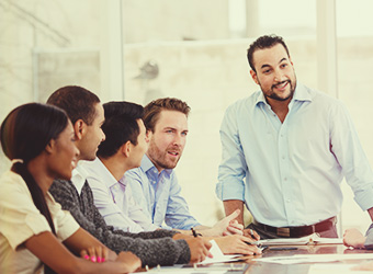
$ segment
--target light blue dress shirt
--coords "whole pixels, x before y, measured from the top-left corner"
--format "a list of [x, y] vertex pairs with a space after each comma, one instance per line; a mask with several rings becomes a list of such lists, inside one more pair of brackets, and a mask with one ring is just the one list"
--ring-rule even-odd
[[127, 171], [125, 176], [136, 203], [154, 225], [163, 229], [185, 230], [200, 226], [189, 213], [187, 201], [180, 195], [181, 187], [173, 170], [162, 170], [159, 173], [145, 155], [142, 165]]
[[221, 139], [216, 194], [244, 201], [259, 222], [303, 226], [336, 216], [343, 176], [360, 207], [373, 206], [373, 173], [351, 117], [321, 92], [298, 83], [281, 123], [257, 91], [227, 109]]
[[108, 225], [133, 233], [159, 228], [152, 225], [136, 204], [125, 176], [116, 181], [99, 158], [79, 163], [88, 174], [87, 181], [93, 193], [94, 205]]

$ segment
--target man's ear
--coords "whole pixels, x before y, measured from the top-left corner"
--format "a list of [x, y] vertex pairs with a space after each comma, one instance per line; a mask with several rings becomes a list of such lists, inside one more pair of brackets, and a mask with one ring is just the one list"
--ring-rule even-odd
[[150, 129], [146, 129], [145, 138], [146, 142], [148, 142], [151, 139], [152, 132]]
[[256, 82], [256, 84], [259, 84], [257, 72], [251, 69], [250, 75], [251, 75], [252, 80]]
[[87, 133], [87, 124], [82, 119], [77, 119], [74, 124], [75, 137], [77, 140], [81, 140]]
[[132, 149], [132, 144], [129, 140], [127, 140], [125, 144], [122, 145], [121, 147], [121, 150], [122, 150], [122, 153], [129, 158], [129, 155], [131, 155], [131, 149]]
[[55, 139], [50, 139], [48, 145], [46, 145], [45, 147], [45, 151], [48, 153], [48, 155], [52, 155], [55, 150], [55, 147], [56, 147], [56, 140]]

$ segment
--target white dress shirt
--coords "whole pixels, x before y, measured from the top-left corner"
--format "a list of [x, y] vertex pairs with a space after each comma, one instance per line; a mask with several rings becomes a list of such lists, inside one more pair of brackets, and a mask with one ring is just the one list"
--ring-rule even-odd
[[159, 228], [135, 203], [124, 176], [116, 181], [99, 158], [82, 161], [81, 165], [88, 173], [87, 181], [93, 192], [94, 205], [108, 225], [134, 233]]
[[245, 201], [259, 222], [303, 226], [336, 216], [343, 176], [360, 207], [373, 207], [373, 173], [351, 117], [325, 93], [297, 83], [281, 123], [257, 91], [227, 109], [221, 138], [216, 194]]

══════════

Can you rename "dress shirt" to "button-up shirt" everywhere in the entries above and give all of them back otherwise unchanged, leaving out the pictures?

$ segment
--target light blue button-up shirt
--coords "whole pixels, x before y, measured from the top-left corner"
--format "a list of [x, y] vertex pairs with a space after each comma, one instance per line; a mask with several rings becomes a list of such lists, inside one more pair of brackets, and a mask with one ring is just the one list"
--ring-rule even-odd
[[127, 171], [125, 176], [136, 203], [154, 225], [163, 229], [185, 230], [200, 226], [189, 213], [187, 201], [180, 195], [181, 187], [173, 170], [162, 170], [159, 173], [145, 155], [142, 165]]
[[221, 139], [216, 194], [244, 201], [259, 222], [303, 226], [336, 216], [343, 176], [360, 207], [373, 206], [373, 173], [351, 117], [321, 92], [298, 83], [281, 123], [257, 91], [227, 109]]
[[108, 225], [133, 233], [159, 228], [152, 225], [136, 204], [125, 176], [116, 181], [99, 158], [79, 163], [88, 174], [87, 181], [93, 193], [94, 205]]

$ segment
--target man's ear
--coords "whole pixels, x before y, measured from the top-left corner"
--format "a list of [x, y] vertex pairs with a space after each comma, one instance per line; a mask with several rings becomes a list of such lists, inside one more pair of brackets, and a mask with one ring is just the one list"
--ring-rule even-odd
[[150, 129], [146, 129], [145, 138], [146, 142], [148, 142], [151, 139], [152, 132]]
[[256, 82], [256, 84], [259, 84], [257, 72], [251, 69], [250, 75], [251, 75], [252, 80]]
[[87, 133], [87, 124], [82, 119], [77, 119], [74, 124], [75, 137], [77, 140], [81, 140]]
[[132, 149], [132, 144], [129, 140], [127, 140], [125, 144], [122, 145], [121, 147], [121, 150], [122, 150], [122, 153], [129, 158], [129, 155], [131, 155], [131, 149]]
[[55, 139], [50, 139], [48, 145], [46, 145], [45, 147], [45, 151], [48, 153], [48, 155], [52, 155], [55, 150], [55, 147], [56, 147], [56, 140]]

$ segment
--target white button-up shirt
--coords "whole pixels, x before y, measured from the top-left corner"
--format "a list of [x, y] vertex pairs with a space after each comma, one instance per line; a mask with several rings becomes a list of such lists, inside one more pair of brackets, and a mask with one ring is just the one list"
--ring-rule even-odd
[[159, 228], [135, 203], [124, 176], [116, 181], [99, 158], [82, 161], [81, 165], [88, 173], [87, 181], [93, 192], [94, 205], [108, 225], [134, 233]]
[[245, 201], [259, 222], [303, 226], [336, 216], [343, 176], [360, 207], [373, 207], [373, 173], [351, 117], [325, 93], [297, 83], [281, 123], [257, 91], [227, 109], [221, 138], [216, 194]]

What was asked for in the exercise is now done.